#### OBJECTIVE
Write out every line of the material below, with no changes.

____________

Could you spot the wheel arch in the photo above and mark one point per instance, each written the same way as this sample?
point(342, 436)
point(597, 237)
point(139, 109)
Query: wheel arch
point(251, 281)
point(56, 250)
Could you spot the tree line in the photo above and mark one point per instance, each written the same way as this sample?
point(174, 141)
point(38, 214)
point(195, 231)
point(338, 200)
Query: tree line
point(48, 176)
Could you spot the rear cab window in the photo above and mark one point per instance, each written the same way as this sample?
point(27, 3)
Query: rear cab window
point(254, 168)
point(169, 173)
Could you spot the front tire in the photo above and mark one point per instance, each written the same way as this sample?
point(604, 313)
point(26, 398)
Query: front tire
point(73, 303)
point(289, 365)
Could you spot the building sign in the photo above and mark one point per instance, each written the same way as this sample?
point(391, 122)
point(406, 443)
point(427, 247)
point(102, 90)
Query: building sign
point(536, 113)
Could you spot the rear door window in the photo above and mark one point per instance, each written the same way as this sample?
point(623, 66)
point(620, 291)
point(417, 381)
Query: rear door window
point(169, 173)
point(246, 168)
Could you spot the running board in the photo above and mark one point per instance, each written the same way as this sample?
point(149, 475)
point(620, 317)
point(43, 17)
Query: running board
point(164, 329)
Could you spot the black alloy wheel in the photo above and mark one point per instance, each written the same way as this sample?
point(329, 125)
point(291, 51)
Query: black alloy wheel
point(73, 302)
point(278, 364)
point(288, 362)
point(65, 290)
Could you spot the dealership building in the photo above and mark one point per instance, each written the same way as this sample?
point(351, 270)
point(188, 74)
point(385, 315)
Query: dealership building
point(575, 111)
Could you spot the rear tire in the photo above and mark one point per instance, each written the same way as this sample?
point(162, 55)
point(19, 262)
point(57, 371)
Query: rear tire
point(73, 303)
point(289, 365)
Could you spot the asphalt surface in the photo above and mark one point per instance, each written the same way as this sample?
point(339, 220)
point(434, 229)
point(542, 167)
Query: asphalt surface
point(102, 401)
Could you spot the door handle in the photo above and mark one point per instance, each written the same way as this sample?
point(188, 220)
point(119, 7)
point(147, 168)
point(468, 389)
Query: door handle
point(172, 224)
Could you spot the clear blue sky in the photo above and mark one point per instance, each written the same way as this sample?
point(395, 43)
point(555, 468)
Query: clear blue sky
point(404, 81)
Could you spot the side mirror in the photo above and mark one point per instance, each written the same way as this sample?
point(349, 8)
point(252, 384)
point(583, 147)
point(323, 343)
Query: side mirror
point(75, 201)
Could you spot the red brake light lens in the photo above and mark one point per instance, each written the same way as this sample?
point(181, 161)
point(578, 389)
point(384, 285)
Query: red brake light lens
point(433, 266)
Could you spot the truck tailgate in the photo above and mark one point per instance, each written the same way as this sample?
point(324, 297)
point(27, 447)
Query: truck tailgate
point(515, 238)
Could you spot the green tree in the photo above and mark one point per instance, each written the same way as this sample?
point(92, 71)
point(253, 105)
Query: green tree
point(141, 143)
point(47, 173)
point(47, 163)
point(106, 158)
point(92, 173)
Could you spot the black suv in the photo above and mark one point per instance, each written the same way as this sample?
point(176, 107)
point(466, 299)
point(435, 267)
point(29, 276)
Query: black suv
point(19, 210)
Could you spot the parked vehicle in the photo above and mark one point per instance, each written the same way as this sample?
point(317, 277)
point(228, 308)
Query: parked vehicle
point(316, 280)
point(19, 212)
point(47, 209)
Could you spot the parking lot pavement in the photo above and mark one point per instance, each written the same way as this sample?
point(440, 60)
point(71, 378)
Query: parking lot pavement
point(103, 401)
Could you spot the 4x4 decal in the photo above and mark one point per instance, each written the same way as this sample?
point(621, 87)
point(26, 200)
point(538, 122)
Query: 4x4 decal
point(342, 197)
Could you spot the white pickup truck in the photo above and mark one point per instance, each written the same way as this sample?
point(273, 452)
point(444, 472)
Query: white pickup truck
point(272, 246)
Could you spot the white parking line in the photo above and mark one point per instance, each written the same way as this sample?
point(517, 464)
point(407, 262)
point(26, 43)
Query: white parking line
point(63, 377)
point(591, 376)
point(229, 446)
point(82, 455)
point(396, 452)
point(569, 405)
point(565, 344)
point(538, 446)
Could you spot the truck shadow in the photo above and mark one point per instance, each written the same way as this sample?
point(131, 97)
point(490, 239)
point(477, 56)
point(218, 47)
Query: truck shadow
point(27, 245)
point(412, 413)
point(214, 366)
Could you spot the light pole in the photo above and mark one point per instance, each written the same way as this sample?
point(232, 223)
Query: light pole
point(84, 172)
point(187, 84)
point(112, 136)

____________

#### FINAL ANSWER
Could you spot the wheel arch in the photo above and mark one point per instance, each written the same way as this sample?
point(342, 436)
point(597, 237)
point(139, 109)
Query: wheel arch
point(251, 281)
point(56, 250)
Could you spot the tree line in the photo above and mark one point per instance, each written the same way as this sample?
point(174, 141)
point(38, 214)
point(195, 231)
point(338, 200)
Query: tree line
point(48, 176)
Could you spot the rear cab window in the photo above and mark one point per instance, each written the same way as this sample?
point(27, 3)
Query: rear cab window
point(254, 168)
point(169, 173)
Could you spot the front tire in the photo above and mark one point per instance, each written the same way as this sample?
point(604, 313)
point(26, 398)
Query: front tire
point(73, 303)
point(289, 365)
Could you spot the building sign in the photo above and mark one point per instance, each written the same way as this sample?
point(391, 122)
point(406, 443)
point(427, 247)
point(102, 90)
Query: building sign
point(536, 113)
Could you spot the rear door window in the photo above and mark one point per instance, each written the same way as this sample?
point(623, 66)
point(620, 291)
point(417, 381)
Query: rear door window
point(169, 173)
point(246, 168)
Could you spot the running board in the photo above and mark one point per instance, each written the same way as this sample?
point(149, 475)
point(620, 317)
point(43, 17)
Query: running board
point(164, 329)
Could you spot the black alloy wheel in the photo above and mark one point per instance, each written the same way as this sample?
point(329, 125)
point(291, 51)
Query: black alloy wheel
point(73, 302)
point(278, 364)
point(288, 362)
point(65, 290)
Could you spot the dealership building in the photo above and mark one point per instance, each written the same way as this sample?
point(351, 270)
point(188, 74)
point(385, 315)
Query: dealership building
point(575, 111)
Could you spot the rear tire in the photo above and mark one point per instance, each written the same way as this sample?
point(162, 55)
point(19, 262)
point(57, 371)
Query: rear tire
point(73, 303)
point(289, 365)
Could you spot the asphalt surface in the photo above and mark one point per instance, each written the same way as this sample?
point(339, 220)
point(434, 229)
point(542, 167)
Query: asphalt surface
point(102, 401)
Could you spot the door handle in the photo above and mark one point per instance, each written the same way as this sample?
point(188, 220)
point(119, 7)
point(147, 168)
point(468, 389)
Query: door handle
point(172, 224)
Could you spot the clear blue sky in the photo above and mark one point per instance, each written the same way as this sample?
point(395, 43)
point(555, 468)
Query: clear blue sky
point(404, 81)
Could you spot the side mirror in the photo above and mark one point per instance, each written the same way as this sample?
point(349, 8)
point(252, 384)
point(583, 147)
point(323, 343)
Query: side mirror
point(75, 201)
Could you spot the red brake light lens in the photo above and mark one point per instance, each written the same way as this sample?
point(181, 161)
point(578, 389)
point(384, 285)
Query: red brake light lens
point(433, 266)
Could you spot the truck tailgate in the photo above and mark one point per instance, each written the same way as this sample?
point(324, 297)
point(27, 447)
Query: truck tailgate
point(515, 238)
Could you spot the green tree in the photo above and mark one point per instance, each written the same way as this sample?
point(92, 71)
point(253, 105)
Query: green tree
point(141, 143)
point(47, 173)
point(47, 163)
point(106, 158)
point(92, 173)
Could you spot the black suv in the photo above and mark one point per instance, each written the same way as this sample?
point(176, 107)
point(466, 299)
point(435, 267)
point(29, 276)
Query: black suv
point(19, 210)
Could you spot the parked vehicle in the photo above and mark one point per instance, each written the same way as this sample?
point(317, 277)
point(228, 308)
Query: parked vehicle
point(316, 280)
point(19, 212)
point(47, 209)
Could you spot the parking lot pavement in the photo above and mark one point per instance, each written the same way as this sample?
point(440, 60)
point(71, 378)
Query: parking lot pavement
point(103, 401)
Could you spot the 4x4 decal in the photo above and mark one point per instance, each written the same way as this sample?
point(621, 87)
point(26, 200)
point(538, 122)
Query: 4x4 decal
point(342, 197)
Could you spot the white pickup truck in the photo above and mark one point per instance, each written the same way as this sample?
point(273, 452)
point(444, 472)
Query: white pickup truck
point(272, 246)
Could you spot the white parking line in the photo above and mark one point per instance, each written the same way as this sample?
point(517, 464)
point(407, 262)
point(26, 43)
Query: white parking line
point(63, 377)
point(591, 376)
point(229, 446)
point(82, 455)
point(396, 452)
point(569, 405)
point(565, 344)
point(538, 446)
Could you spot the truck shadow in the photo above and mark one point per instance, each written the same way as this sample?
point(131, 97)
point(490, 239)
point(477, 56)
point(218, 47)
Query: truck shadow
point(27, 245)
point(412, 413)
point(214, 366)
Could you spot the light pole in the photo above and mark one point per instance, each written the same way as this sample?
point(232, 223)
Query: light pole
point(84, 172)
point(187, 84)
point(112, 136)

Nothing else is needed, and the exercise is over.